_WHAT TO WORK ON_.
Copy out each of the records below word for word, leaving nothing out and changing nothing.
☆ ☆ ☆
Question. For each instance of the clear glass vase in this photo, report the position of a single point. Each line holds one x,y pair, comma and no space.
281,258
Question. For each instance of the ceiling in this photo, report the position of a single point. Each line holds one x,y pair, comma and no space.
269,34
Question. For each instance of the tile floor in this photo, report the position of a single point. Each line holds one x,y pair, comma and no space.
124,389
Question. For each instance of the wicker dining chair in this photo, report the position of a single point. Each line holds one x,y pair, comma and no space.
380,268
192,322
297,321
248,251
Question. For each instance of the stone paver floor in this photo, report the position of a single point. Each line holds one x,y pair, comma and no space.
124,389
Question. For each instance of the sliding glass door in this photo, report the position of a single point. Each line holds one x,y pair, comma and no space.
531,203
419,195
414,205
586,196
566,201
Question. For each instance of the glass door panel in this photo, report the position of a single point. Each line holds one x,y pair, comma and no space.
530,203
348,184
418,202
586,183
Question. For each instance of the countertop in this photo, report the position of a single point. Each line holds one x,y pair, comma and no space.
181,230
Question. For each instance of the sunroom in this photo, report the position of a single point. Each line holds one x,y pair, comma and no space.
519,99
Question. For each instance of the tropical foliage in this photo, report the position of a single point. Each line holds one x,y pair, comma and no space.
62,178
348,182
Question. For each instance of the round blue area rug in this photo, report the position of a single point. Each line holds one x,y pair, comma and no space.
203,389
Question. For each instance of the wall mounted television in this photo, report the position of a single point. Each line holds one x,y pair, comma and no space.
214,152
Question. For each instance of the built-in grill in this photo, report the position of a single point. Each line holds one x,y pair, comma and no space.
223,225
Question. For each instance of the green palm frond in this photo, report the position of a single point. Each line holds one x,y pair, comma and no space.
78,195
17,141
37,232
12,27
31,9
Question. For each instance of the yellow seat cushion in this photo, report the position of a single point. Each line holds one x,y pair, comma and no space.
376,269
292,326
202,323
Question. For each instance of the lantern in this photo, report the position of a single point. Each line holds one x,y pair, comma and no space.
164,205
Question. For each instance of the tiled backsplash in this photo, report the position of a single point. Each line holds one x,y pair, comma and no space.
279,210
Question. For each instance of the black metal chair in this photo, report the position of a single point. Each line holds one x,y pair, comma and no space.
☆ ☆ ☆
_WRITTEN REPLY_.
Question. For each instance of the clear glass vase in this photo, report the position of a single point. Each line holds one x,y pair, comma and no space.
281,258
Question. For each instance of the ceiling in this photo, report the position of a single point. Each line holds one x,y pair, comma and no space.
269,34
Question. For each instance of the tile floor in this photo, report the position of a single point. Each line holds one x,y pair, comma and no space.
124,389
Question. For each instance of the wicker dining chair in this photo, report the position of a single point. Each line holds one x,y pair, comma and no space.
380,268
192,322
297,321
248,251
Question. For each instance of the stone paver floor in this photo, report the position of a single point. Each line holds one x,y pair, comma and no space.
124,389
Question. For each instance of the sliding glass door in this photo, report the position of a single point. Each line holds one x,y pair, comma and no space.
531,203
419,195
414,205
586,196
566,201
Question. For each instance of the glass door panel in this photo, report the position of a single point. Each line holds one x,y pair, comma and no space.
530,203
348,184
418,202
586,183
Question. For each instance of the countertop in this photo, report the position of a single point. Each line holds one x,y pair, comma and no space.
181,230
Question. For each instance of the sunroom in this photo, report the position of a single point. Each line holds one x,y pair, comma and no space.
519,99
Question. For each instance of the tropical foliage in this photo, report the position of a single point. Each line holds one x,y pair, comma and no space.
62,178
348,182
Question. For each instance of the round blue area rug in this photo, report the position of a single point. Each line holds one x,y pair, comma and no space.
203,389
Question. For each instance of the wall mounted television in this photo, report the position of a single point. Each line holds one x,y pair, comma and no space.
214,152
Question. For each instance of the built-in grill in this photo, report the position of a single point. Each line holds one x,y pair, comma and no space.
223,225
Question. For each instance of the green palm frond in this photo, report the position of a single point. Each line holds one x,y pair, comma and no space.
78,195
17,141
37,232
12,27
31,9
Question. For each instance of the yellow seat cushion in this photo, report the position of a single point. Each line holds one x,y pair, comma and no space.
376,269
292,326
202,323
Question. For each instance of the lantern in this photo, report the position of a single point. Each line holds one x,y pair, comma and no space.
164,205
Question. For each instance of the tiled backsplash in this photo, report the position of a single point. Each line holds one x,y pair, comma and no space.
279,210
Question. For each instance of the black metal chair in this photo, report the position of a single point. Each line holds one x,y pair, comma and no space.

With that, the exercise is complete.